▸ **Aim of the exercise**: Format the lines running from the line with "backdrop, I would be grateful." to the end of the items as a JSON list of strings, one string per line and blank lines omitted.

### Data supplied ###

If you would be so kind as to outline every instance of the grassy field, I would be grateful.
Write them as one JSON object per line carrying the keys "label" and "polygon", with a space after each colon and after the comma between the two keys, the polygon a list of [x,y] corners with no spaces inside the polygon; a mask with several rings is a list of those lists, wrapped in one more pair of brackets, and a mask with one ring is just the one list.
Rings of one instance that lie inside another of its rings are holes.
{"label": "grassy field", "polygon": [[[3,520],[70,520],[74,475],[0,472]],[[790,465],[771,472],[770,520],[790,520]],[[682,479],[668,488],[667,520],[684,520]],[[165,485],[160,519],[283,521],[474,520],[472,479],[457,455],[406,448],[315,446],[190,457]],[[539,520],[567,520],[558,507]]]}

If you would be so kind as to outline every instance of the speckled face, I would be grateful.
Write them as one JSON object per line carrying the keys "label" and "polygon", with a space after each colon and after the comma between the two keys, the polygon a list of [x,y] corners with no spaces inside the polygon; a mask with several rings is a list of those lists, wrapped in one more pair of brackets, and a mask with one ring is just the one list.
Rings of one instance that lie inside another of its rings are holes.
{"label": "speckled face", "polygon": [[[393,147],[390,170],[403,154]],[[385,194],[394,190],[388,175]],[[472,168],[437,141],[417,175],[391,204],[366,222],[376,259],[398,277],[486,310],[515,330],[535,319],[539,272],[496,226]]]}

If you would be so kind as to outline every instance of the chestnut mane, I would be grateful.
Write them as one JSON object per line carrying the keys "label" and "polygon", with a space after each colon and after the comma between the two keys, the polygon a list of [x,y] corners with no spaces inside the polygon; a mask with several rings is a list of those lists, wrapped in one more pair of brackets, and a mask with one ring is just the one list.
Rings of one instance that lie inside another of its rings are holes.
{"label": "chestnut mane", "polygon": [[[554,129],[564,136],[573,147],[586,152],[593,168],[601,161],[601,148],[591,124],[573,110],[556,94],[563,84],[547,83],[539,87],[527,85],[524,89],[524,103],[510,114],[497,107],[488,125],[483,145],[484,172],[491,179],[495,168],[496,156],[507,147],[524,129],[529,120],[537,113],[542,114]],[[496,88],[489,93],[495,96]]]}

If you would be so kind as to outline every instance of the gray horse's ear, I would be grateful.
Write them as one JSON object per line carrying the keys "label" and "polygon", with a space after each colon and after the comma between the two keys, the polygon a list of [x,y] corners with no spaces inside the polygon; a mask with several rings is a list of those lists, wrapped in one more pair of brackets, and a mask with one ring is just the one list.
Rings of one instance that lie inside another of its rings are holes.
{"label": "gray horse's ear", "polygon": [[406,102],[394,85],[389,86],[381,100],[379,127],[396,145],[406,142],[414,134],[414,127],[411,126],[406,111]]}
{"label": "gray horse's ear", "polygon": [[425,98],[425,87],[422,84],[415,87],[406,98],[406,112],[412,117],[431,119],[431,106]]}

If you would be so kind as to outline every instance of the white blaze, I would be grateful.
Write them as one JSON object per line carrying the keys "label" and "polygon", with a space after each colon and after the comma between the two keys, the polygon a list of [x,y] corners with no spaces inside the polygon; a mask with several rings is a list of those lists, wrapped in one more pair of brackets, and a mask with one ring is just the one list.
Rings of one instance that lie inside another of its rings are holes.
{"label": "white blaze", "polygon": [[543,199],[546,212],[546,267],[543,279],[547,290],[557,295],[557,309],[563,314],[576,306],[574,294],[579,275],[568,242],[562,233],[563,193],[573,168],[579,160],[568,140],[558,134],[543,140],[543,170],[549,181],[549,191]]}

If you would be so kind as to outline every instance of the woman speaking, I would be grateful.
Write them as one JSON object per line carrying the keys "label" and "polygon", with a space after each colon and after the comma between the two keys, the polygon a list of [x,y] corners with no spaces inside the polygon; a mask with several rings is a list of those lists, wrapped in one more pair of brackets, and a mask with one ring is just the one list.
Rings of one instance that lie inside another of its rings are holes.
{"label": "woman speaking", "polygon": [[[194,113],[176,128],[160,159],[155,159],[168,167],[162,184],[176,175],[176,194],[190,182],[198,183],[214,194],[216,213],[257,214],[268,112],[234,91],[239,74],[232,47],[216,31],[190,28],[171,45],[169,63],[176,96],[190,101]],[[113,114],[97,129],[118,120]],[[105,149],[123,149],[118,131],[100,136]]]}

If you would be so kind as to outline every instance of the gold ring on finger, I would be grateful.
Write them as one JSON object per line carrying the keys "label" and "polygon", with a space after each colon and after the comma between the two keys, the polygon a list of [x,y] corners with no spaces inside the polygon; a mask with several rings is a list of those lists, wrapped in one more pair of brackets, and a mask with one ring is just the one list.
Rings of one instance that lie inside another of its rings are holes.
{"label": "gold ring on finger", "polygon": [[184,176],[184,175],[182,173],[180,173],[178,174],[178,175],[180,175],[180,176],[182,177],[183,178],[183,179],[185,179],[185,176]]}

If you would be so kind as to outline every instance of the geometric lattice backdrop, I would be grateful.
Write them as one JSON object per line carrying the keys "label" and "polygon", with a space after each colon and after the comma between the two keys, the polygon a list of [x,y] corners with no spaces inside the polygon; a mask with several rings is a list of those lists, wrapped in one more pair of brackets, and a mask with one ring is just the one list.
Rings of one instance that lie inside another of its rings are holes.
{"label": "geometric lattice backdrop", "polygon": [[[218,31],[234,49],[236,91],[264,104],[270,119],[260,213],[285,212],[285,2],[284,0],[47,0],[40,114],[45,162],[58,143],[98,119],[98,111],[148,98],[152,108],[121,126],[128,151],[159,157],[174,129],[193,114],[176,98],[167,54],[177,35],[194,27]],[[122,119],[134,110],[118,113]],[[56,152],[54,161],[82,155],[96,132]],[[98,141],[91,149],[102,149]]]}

###

▸ **Solution**:
[
  "If you would be so kind as to outline every instance of the geometric lattice backdrop, I would be grateful.",
  "Write them as one JSON object per line carrying the keys \"label\" and \"polygon\", with a space after each colon and after the comma between the two keys, the polygon a list of [x,y] corners with no spaces inside the polygon; a mask with several rings is a list of those lists, wrapped in one more pair of brackets, and a mask with one ring is just the one list.",
  "Rings of one instance that lie inside another of its rings are holes.",
  "{\"label\": \"geometric lattice backdrop\", \"polygon\": [[[218,31],[234,49],[236,91],[264,104],[270,119],[260,213],[285,212],[285,2],[284,0],[47,0],[40,114],[45,162],[58,143],[98,119],[98,111],[148,98],[152,108],[121,126],[128,151],[159,157],[174,129],[193,114],[176,98],[167,54],[177,35],[194,27]],[[122,119],[134,110],[118,113]],[[56,152],[54,161],[82,155],[96,132]],[[98,141],[91,149],[102,149]]]}"
]